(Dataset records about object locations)
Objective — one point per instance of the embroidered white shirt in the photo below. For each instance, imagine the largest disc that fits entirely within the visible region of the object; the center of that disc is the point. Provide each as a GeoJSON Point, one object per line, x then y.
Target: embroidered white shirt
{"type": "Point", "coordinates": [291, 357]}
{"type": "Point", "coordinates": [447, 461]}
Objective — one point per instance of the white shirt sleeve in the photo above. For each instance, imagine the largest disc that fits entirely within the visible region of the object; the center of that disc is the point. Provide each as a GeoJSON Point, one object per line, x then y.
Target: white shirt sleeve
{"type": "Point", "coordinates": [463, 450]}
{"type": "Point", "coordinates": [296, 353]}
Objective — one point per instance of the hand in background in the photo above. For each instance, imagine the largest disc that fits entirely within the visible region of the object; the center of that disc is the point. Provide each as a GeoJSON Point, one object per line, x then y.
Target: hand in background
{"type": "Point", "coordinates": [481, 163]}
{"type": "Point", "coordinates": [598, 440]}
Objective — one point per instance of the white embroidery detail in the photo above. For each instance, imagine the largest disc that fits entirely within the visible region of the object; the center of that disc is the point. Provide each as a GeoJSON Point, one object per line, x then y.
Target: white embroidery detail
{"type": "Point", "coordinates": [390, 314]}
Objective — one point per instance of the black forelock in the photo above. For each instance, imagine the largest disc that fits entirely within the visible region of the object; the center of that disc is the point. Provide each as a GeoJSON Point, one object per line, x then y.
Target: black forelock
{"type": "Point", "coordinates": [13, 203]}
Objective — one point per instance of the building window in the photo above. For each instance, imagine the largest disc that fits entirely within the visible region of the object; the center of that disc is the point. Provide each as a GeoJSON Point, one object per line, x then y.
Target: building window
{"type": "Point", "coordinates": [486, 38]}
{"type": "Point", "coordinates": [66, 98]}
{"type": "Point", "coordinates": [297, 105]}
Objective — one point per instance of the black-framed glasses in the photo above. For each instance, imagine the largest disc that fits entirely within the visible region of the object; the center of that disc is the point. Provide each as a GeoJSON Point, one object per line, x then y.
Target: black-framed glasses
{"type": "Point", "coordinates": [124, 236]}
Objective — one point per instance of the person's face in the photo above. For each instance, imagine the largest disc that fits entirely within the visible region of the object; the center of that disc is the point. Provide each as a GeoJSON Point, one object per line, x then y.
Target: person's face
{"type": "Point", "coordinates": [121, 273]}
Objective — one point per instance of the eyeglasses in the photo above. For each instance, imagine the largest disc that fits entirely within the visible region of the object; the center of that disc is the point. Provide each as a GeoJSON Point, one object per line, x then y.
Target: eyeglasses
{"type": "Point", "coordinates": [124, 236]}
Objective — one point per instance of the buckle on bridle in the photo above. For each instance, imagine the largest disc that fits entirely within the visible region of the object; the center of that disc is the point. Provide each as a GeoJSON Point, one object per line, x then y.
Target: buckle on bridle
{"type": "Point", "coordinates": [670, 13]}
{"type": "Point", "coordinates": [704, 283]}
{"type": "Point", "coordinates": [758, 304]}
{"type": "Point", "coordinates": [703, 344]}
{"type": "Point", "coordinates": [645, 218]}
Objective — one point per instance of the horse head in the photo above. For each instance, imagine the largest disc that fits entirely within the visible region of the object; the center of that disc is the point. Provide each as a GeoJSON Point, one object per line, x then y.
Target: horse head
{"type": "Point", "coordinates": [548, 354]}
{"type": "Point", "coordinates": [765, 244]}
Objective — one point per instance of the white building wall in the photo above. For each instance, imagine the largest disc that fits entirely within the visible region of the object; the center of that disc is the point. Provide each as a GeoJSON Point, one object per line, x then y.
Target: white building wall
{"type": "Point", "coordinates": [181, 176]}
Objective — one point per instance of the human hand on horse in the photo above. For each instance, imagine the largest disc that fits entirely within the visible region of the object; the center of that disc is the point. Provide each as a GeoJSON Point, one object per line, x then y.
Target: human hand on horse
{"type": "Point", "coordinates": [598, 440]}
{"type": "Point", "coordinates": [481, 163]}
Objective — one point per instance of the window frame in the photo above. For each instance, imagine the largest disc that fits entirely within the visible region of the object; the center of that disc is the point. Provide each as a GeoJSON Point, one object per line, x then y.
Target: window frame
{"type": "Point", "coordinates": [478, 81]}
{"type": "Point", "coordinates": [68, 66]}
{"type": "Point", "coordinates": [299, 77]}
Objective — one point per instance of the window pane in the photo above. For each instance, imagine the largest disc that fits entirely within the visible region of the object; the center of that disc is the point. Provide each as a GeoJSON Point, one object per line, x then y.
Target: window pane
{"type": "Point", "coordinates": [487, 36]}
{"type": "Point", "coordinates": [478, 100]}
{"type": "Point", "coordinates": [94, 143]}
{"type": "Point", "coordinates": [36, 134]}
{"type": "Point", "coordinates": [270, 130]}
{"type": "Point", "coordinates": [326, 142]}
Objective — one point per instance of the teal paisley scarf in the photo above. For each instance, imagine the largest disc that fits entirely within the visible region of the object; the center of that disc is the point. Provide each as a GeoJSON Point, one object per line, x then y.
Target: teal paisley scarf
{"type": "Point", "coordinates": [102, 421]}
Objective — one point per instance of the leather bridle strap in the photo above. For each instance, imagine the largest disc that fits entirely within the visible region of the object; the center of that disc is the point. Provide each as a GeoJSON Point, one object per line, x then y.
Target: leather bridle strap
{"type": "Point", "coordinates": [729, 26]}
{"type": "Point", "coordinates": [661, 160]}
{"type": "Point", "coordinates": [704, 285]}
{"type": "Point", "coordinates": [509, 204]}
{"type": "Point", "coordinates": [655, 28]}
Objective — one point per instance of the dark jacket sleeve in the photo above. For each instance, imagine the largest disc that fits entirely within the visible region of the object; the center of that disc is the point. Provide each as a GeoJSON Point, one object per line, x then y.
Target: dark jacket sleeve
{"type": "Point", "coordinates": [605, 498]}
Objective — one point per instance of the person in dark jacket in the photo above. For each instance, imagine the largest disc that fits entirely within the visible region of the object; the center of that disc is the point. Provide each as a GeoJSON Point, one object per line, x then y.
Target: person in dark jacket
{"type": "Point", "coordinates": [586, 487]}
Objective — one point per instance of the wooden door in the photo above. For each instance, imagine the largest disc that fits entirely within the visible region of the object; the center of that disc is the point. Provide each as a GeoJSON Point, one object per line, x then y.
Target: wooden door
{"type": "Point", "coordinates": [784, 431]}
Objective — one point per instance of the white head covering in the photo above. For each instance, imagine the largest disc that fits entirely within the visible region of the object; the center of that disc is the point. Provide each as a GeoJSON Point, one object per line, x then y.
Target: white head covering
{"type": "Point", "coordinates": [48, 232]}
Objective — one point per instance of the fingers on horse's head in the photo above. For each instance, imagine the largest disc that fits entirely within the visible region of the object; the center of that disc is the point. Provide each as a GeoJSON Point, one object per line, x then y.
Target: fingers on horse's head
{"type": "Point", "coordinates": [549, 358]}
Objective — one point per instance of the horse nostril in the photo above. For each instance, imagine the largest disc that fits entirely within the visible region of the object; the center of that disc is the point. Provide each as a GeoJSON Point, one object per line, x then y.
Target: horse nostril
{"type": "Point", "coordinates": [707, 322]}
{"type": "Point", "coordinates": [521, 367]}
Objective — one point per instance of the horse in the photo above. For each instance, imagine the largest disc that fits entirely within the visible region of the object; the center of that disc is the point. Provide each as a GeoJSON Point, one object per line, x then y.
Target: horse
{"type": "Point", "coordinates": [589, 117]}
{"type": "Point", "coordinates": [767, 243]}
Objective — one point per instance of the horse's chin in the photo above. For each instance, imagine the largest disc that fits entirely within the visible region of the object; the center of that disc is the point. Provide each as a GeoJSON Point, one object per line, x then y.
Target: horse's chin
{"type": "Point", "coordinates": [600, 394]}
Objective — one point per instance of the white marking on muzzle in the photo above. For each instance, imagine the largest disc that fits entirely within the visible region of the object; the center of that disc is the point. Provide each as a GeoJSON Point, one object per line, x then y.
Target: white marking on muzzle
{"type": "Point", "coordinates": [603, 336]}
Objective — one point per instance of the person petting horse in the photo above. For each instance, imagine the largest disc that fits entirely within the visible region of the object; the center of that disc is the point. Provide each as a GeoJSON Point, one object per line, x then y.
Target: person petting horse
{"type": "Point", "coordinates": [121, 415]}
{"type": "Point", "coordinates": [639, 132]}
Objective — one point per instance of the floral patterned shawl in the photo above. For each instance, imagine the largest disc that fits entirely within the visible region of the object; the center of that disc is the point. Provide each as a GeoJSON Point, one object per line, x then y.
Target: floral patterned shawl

● **Work required**
Make an exact copy of every line from the one with "Objective — one point per instance of the floral" to the end of the data, with the first and last of those lines included.

● **The output**
Objective — one point per instance of the floral patterned shawl in the photo above. For each instance, imagine the largest disc that fits entirely within the visible region of the object; the center of that disc is the point. Provide each as a GeoJSON Point, one object per line, x then y.
Target: floral patterned shawl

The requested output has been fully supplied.